→ PROBLEM 1:
Translate this sentence from the Dark Places review into Spanish: "A talented cast goes to waste in this exceedingly farfetched and generally dreary attempt to adapt 'Gone Girl' author Gillian Flynn's mystery to the big screen."
→ PROBLEM 2:
Write a continuation of the Dark Places review, starting after its final sentence.

→ QUOTED PASSAGE:
☆ ☆ ☆ ☆ ☆ ☆ ☆
Dark Places (2015) / Drama-Mystery

MPAA Rated: R for some disturbing violence, language, drug use and sexual content
Running Time: 113 min.

Cast: Charlize Theron, Nicholas Hoult, Christina Hendricks, Tye Sheridan, Chloe Grace Moretz, Corey Stoll, Andrea Roth, Streling Jerins, Sean Bridgers, Shannon Kook
Small role: Drea de Matteo
Director: Gilles Paquet-Brenner
Screenplay: Gilles Paquet-Brenner (based on the novel by Gillian Flynn)

Review published August 5, 2015

Charlize Theron (A Million Ways to Die in the West, Prometheus) stars as Libby Day, a grown woman who ended up with a small nest egg to live on due to donations stemming from public sentiment following the slaughter of her mother (Hendricks, Drive) and two sisters at a young age, as well as from royalties for a memoir account of her experiences chronicles in a book she didn't write, much less read.  Her brother, Ben (Sheridan, Joe), was pegged with the crime and charged to the fullest extent of the law, as he still sits nearly three decades later in a prison cell. Two months behind in rent and with hardly two nickels to scratch together, Libby reluctantly accepts an offer from a strange young entrepreneur named Lyle (Hoult, X-Men: Days of Future Past) to help him and the members of his clubhouse of true crime enthusiasts and conspiracy theorists to get to the bottom of who really murdered her family.

A talented cast goes to waste in this exceedingly farfetched and generally dreary attempt to adapt "Gone Girl" author Gillian Flynn's mystery to the big screen.  Long before the end of the film, the only mystery you'll be trying to decipher in your mind is what in this screenplay could possibly lure such a wealth of talent to make a movie that has this poor a story, and dopey characterizations and absurd dialogue to match.  Was it just the thought that Gone Girl had been such a smash at the box office that people would flock to see another adaptation of an earlier book by the same author?

Adapted and directed by Gilles Paquet-Brenner (Sarah's Key, Walled In), if there's any testament necessary to the prowess of David Fincher as a director, it's the light-years difference in execution between Gone Girl and Dark Places, despite both being equally twisty to the point of being preposterous.  Gone Girl managed to be a nifty thriller, and a social satire, but managed to tread the line between getting us to take such tosh seriously, while also finding great fun in the spectacle of how ill plays out.  but Dark Places doubles down on taking its characters, plot, and story at face value, expecting us to believe not only that these characters would do the ridiculous things that they do, but also that they could presumably exist in some version of our known world.
☆ ☆ ☆ ☆ ☆ ☆ ☆
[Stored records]
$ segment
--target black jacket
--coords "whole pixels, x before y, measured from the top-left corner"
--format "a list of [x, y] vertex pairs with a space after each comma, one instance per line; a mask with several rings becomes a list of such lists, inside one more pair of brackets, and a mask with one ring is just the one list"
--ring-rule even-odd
☆ ☆ ☆ ☆ ☆ ☆ ☆
→ EXPECTED OUTPUT 1:
Un elenco talentoso se desperdicia en este intento sumamente inverosímil y en general sombrío de llevar a la gran pantalla la novela de misterio de Gillian Flynn, autora de "Gone Girl".

→ EXPECTED OUTPUT 2:
I won't say anything bad about the performances here because the actors do the best they can with what little they're given.  Charlize Theron is respectable in the lead role that doesn't ask a great deal out of her but to walk around in a somber mood, while her Mad Max: Fury Road co-star Nicholas Hoult manages to only succeed in that he makes one of the story's most absurd of characters into something that, if we don't really buy, at least we don't hate.  Tye Sheridan is also impressive playing yet another sullen, conflicted teenager.  Christina Hendricks and Chloe Grace-Moretz (The Equalizer) are there, just barely, while Corey Stoll (Ant-Man) is miscast yet again playing someone who looks nothing like what an older version of Tye Sheridan should presumably resemble.

The real problem with casting credible thespians in these roles is that it only makes the dumb aspects of the story and its characters stand out all the more.  Though it's difficult to discern where to lay blame without reading Gillian Flynn's novel if the fault is with the adaptation or the source material, given that the difference in quality between what Fincher made and what Paquet-Brenner turned in, I'd put my money down that the fault in how dismal and repellent the tale seems when in the latter's hands that it's a case of a screenwriter/director not finding a way to make a trashy-but-provocative mystery novel a trashy-but-provocative movie.  How could you possibly make a film with a "Kill Club" full of people who assemble regularly to swap tawdry famous murder case stories, and even engage in cosplay while doing it, with a straight face? How about a Kevorkian-like mercy serial killer who is willing to stage murders to help families out of debt via insurance policy payoffs?  Or one which has, as motivations, presumably Satanic 1980s heavy metal lyrics as a main influence on the public at large? How about molestation? Cattle slaughter? Teen pregnancy? Jaded strippers?

Dark Places is a grim mystery treatment of a story that doesn't seem like it is meant to be scrutinized with any degree of gravity, built more on trying to give its readers a few twists, red herrings, and sensationalized events to make for a guilty-pleasure summer read.  Alas, Paquet-Brenner has made it a glum, dreary account of murder, both obvious in the way it plays out, and not nearly convincing enough to not feel like it must think that we, the audience, are gullible enough to swallow such outlandish circumstances wholesale.  By the time we get the reveal of just what happened, the idiocy quotient piles high into the stratosphere, becoming painful to watch on two levels: its inherent grisliness and its rampant BS factor of how law enforcement in such a high-profile case could be almost as inept as this already shoddy screenplay requires, not to mention the silliness of the motivations of the characters left in the incident's wake. This plot is like a snake eating its own tail -- a really dumb snake who is drawn to feast only on animals as moronic as it is itself.